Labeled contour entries
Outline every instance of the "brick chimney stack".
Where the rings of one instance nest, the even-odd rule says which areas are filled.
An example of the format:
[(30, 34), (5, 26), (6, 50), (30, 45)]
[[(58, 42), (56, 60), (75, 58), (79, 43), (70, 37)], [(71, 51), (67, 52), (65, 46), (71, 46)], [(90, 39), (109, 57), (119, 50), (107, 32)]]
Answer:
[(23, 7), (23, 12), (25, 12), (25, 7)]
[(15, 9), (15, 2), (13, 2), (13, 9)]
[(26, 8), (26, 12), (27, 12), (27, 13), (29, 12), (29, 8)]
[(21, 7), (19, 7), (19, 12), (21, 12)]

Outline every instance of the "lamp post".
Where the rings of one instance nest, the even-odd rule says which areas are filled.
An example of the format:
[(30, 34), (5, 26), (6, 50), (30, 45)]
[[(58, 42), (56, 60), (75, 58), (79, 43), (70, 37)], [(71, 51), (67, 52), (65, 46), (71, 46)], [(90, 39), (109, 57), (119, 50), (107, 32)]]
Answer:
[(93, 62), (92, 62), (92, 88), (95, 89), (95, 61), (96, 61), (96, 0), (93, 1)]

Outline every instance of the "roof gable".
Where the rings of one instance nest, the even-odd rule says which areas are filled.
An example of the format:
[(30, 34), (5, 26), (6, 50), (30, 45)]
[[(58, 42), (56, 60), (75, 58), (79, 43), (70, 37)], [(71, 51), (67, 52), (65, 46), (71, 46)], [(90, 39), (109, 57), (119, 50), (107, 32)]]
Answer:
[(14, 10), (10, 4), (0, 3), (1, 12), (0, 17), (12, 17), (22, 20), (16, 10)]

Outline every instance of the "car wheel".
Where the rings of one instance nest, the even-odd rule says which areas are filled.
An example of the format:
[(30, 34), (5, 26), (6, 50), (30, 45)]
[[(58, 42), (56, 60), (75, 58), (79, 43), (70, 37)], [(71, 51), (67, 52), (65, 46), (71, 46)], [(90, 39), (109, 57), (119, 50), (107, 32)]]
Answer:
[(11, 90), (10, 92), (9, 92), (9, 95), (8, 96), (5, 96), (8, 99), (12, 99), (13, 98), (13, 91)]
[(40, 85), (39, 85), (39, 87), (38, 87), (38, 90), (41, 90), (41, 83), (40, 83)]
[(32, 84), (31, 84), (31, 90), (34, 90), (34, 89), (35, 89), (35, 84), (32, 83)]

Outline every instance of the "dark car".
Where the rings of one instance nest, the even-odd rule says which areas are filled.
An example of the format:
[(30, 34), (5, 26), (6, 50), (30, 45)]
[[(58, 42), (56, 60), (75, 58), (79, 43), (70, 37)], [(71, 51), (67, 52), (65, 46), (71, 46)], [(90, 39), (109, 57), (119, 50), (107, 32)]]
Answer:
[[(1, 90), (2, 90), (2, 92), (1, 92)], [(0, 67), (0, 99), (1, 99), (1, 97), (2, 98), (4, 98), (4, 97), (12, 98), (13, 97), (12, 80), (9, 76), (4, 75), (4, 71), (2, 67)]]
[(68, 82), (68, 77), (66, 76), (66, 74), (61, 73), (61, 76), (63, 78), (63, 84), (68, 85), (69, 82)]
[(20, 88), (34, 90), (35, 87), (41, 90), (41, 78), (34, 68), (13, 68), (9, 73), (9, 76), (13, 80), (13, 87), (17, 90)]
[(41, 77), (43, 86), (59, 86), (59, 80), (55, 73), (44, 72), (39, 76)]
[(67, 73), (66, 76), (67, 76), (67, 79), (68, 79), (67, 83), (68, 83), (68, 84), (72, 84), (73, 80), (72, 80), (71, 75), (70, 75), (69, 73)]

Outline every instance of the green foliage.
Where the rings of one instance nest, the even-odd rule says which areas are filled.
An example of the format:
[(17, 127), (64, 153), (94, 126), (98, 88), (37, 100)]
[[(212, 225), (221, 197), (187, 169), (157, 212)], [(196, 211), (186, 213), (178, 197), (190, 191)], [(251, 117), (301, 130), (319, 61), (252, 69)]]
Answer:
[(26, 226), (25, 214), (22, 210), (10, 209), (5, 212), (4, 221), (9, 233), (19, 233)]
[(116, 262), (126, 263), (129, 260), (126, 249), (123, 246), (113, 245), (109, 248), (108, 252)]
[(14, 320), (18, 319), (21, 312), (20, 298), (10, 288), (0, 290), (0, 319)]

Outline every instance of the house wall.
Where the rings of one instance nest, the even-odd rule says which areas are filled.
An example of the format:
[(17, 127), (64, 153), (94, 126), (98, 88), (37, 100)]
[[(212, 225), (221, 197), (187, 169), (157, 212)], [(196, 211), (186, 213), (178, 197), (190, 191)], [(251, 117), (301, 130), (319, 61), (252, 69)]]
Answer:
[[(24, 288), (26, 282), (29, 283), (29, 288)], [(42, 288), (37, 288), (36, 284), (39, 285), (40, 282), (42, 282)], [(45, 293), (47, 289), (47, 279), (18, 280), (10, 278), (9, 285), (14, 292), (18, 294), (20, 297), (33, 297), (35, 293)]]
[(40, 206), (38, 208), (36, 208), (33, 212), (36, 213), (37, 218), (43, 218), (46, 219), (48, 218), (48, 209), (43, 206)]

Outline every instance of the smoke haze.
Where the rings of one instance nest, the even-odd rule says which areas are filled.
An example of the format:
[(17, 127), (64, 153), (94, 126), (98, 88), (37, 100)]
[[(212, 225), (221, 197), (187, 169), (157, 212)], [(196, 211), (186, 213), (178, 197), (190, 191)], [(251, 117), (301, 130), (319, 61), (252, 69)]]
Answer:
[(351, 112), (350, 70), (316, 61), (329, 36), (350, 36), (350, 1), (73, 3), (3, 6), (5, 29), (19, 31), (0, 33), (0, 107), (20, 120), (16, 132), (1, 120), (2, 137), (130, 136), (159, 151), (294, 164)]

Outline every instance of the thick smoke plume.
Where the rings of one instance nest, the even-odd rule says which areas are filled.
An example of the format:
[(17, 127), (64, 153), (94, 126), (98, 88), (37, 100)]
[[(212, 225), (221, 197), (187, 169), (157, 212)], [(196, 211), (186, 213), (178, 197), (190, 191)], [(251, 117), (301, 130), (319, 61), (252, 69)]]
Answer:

_TASK OBJECTIVE_
Print exactly the lines above, starting at the line that contains "Outline every instance of the smoke haze." and ending with the last line of the records, both included.

_SOLUTION FOR THIS PROBLEM_
Outline every instance of the smoke haze.
Where the rings of one instance nest, the even-odd rule says which areas are filled.
An example of the format:
[(17, 127), (64, 153), (94, 126), (98, 88), (37, 100)]
[[(212, 225), (221, 197), (187, 169), (157, 212)], [(196, 211), (186, 213), (178, 197), (190, 191)], [(251, 117), (301, 130), (319, 61), (252, 69)]]
Answer:
[(351, 112), (350, 70), (316, 61), (329, 36), (350, 36), (350, 1), (73, 3), (3, 6), (5, 29), (19, 31), (0, 33), (0, 107), (20, 120), (16, 132), (1, 120), (2, 137), (130, 136), (159, 151), (294, 164)]

Outline every instance of the thick smoke plume.
Where the rings of one instance nest, the even-odd rule says which areas are filled.
An example of the format:
[(17, 127), (64, 153), (94, 126), (98, 88), (37, 100)]
[[(212, 225), (221, 197), (187, 169), (157, 212)], [(196, 211), (186, 213), (178, 197), (190, 191)], [(251, 117), (301, 130), (319, 61), (252, 69)]]
Answer:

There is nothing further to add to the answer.